Print the records below exactly as they appear.

--- start Record excerpts ---

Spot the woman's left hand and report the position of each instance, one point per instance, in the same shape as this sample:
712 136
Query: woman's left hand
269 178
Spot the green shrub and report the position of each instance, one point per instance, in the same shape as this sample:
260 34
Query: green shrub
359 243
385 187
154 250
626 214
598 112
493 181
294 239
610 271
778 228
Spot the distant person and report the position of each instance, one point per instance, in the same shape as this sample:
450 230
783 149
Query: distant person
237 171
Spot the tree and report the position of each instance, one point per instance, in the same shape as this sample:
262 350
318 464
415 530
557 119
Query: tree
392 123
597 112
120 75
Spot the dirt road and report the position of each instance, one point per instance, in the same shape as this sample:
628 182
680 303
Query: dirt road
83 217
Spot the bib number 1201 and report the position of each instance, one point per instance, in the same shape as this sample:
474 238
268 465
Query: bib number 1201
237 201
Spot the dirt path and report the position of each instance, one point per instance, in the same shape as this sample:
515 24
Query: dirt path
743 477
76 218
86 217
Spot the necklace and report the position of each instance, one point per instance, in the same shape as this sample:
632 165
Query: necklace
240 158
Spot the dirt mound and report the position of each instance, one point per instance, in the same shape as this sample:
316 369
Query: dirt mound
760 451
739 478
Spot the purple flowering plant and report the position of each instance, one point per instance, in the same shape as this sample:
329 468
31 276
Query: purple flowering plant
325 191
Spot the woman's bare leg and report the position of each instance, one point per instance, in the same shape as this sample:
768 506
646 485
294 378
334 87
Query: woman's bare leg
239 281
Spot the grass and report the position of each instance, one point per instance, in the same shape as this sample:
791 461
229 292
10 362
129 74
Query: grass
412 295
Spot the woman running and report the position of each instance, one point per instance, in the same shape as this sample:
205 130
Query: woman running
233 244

--- end Record excerpts ---

Answer to the problem
Spot the woman's left hand and report the position of each instance, one point per instance, in the same shape as this sample:
712 136
Query: woman's left hand
269 178
Spot the green shrub and report the position of each instance, one point per instance, in the same shape as this sample:
260 34
Query: green shrub
359 243
385 187
154 250
626 214
598 112
493 181
294 239
610 271
778 228
Spot the distant person and report the position of each instance, one point per instance, in the same shape as this sample:
450 230
783 149
Query: distant person
237 171
Spot the tree and report the position of each instance, one point per instance, in the same shape as this sample:
262 350
318 464
415 530
557 119
Query: tree
392 123
597 112
120 75
Spot the dirt road and report the position of each instance, one point per instance, in the same shape as this sample:
628 182
680 303
Query: dirt road
83 217
Spot the bib number 1201 and report the position of each instance, one point per instance, in the same shape as this sample:
474 238
268 465
Query: bib number 1201
237 201
Spot the dirt path and report the position of each instance, one point per instance, in the same shape as this sample:
515 24
Query: dirt path
743 477
76 218
86 217
Spot the necklace and report the position of each instance, one point per instance, in the same shape as this sample:
632 165
Query: necklace
240 158
Spot the dirt mound and report the position of each instance, one point per instance, in the same shape as this sample:
316 369
Query: dirt mound
760 451
739 478
Spot the purple flowering plant and report the position of each instance, one point per instance, in the same shape as this sample:
329 468
31 276
Query: purple flowering plant
325 191
Spot the woman's bare leg and report the position of each instance, one point per instance, in the same shape as this sample:
768 506
646 485
294 378
334 87
Query: woman's bare leg
239 281
Spot the grass and report the position of each instance, one point per instance, in the same shape as this sample:
791 461
229 292
10 362
129 74
Query: grass
412 295
Spot the woman running and report the position of each instance, one point per instance, in the same shape as this sample:
205 130
Query: woman running
233 244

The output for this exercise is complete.